KEGIATAN A:
Menurut teks tentang batu ginjal, berapa prevalensi penyakit batu ginjal berdasarkan Riskesdas 2018?
KEGIATAN B:
Berdasarkan teks tentang batu ginjal, jelaskan mengapa ukuran dan tingkat kekerasan batu ginjal berbeda-beda.

Advertorial

Mengenal Terapi ESWL, Cara Atasi Batu Ginjal Tanpa Perlu Operasi

Kompas.com - 16/08/2023, 15:50 WIB

KOMPAS.com – Batu ginjal merupakan salah satu gangguan kesehatan yang kerap dikeluhkan. Berdasarkan Riset Kesehatan Dasar (Riskesdas) 2018, prevalensi penyakit ini sebesar 3,8 permil. Angka ini naik dari 2 permil pada 2013.

Batu ginjal sendiri terbentuk dari endapan garam, mineral, dan zat sisa metabolisme tubuh di dalam ginjal. Ukuran dan tingkat kekerasan batu ginjal berbeda-beda, tergantung zat pemicu dan tingkat keparahannya.

Dilansir dari laman kidney.org, penyakit batu ginjal bisa terjadi karena kebiasaan kurang minum air putih, obesitas, olahraga terlalu berat, kurang olahraga, menjalani operasi penurunan berat badan, serta sering mengonsumsi makanan atau minuman yang tinggi kandungan gula atau garam.

DATA YANG DIBERIKAN:
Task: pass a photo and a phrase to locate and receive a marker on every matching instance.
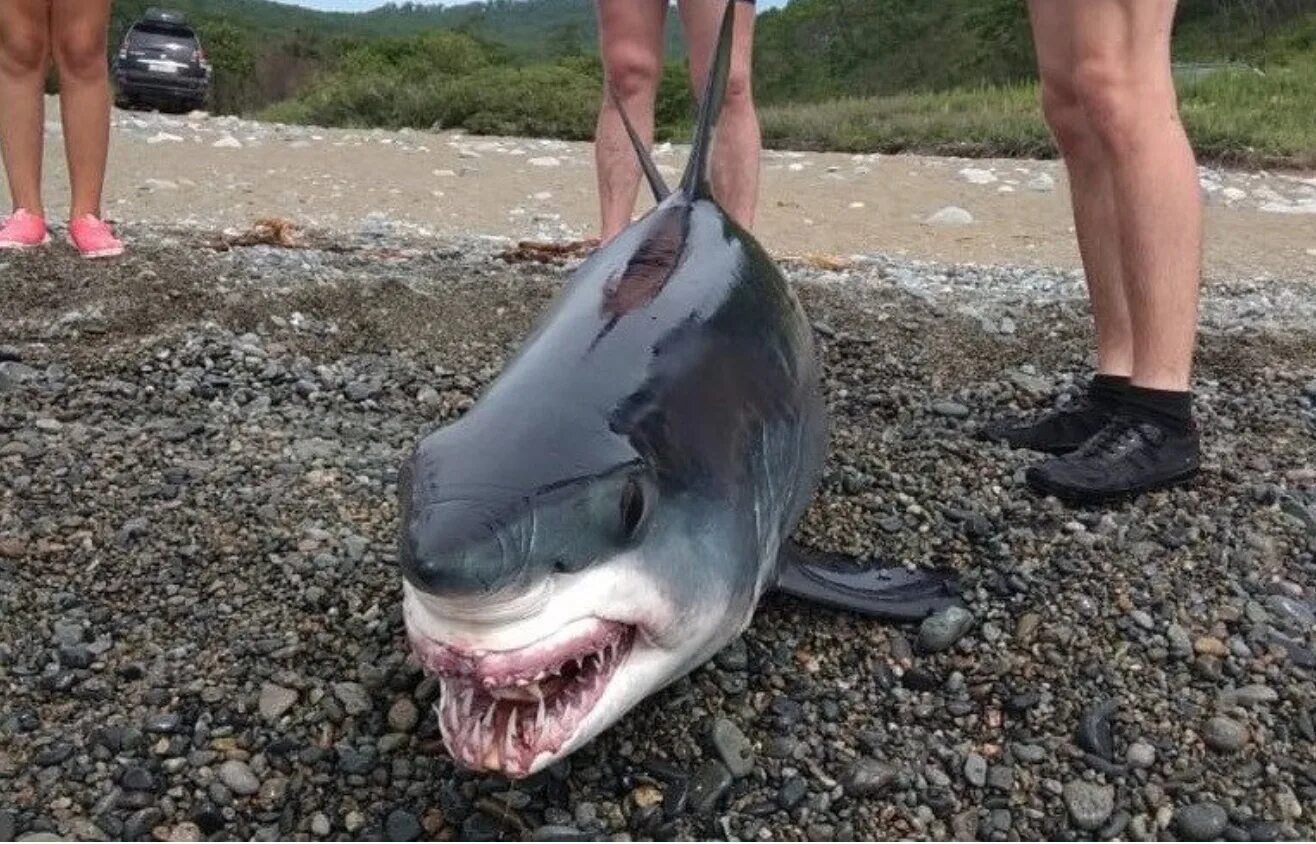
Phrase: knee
(82, 57)
(633, 74)
(1112, 98)
(1065, 116)
(738, 91)
(24, 57)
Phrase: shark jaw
(531, 678)
(516, 711)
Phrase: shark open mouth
(503, 710)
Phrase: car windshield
(162, 37)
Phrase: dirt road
(229, 173)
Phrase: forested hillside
(531, 66)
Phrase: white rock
(950, 215)
(1042, 183)
(975, 175)
(1307, 206)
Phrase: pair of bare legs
(631, 33)
(73, 33)
(1110, 100)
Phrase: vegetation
(871, 75)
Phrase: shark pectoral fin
(891, 593)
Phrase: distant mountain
(531, 29)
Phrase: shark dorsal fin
(695, 182)
(646, 162)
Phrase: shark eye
(632, 508)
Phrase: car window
(162, 37)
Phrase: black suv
(161, 63)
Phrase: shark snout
(459, 548)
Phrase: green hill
(948, 75)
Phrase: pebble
(1088, 805)
(791, 793)
(238, 778)
(869, 777)
(1140, 755)
(952, 410)
(975, 175)
(944, 628)
(1094, 732)
(1200, 822)
(950, 215)
(137, 780)
(733, 748)
(975, 770)
(1224, 734)
(403, 715)
(353, 697)
(402, 826)
(708, 785)
(1042, 183)
(275, 701)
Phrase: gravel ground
(200, 633)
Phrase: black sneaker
(1057, 432)
(1128, 457)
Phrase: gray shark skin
(609, 512)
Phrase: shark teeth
(516, 723)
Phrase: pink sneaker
(94, 237)
(24, 231)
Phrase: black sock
(1107, 390)
(1167, 408)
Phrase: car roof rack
(165, 16)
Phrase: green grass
(1233, 116)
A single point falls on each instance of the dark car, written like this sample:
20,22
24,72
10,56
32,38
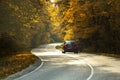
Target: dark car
70,46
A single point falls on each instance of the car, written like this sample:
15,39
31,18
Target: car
70,46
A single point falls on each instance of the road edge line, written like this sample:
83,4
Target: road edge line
92,69
42,63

PENYELESAIAN TUGAS A:
Prevalensinya sebesar 3,8 permil.

PENYELESAIAN TUGAS B:
Ukuran dan tingkat kekerasan batu ginjal berbeda-beda karena bergantung pada zat pemicu dan tingkat keparahannya. Batu itu sendiri terbentuk dari endapan garam, mineral, dan zat sisa metabolisme tubuh di dalam ginjal.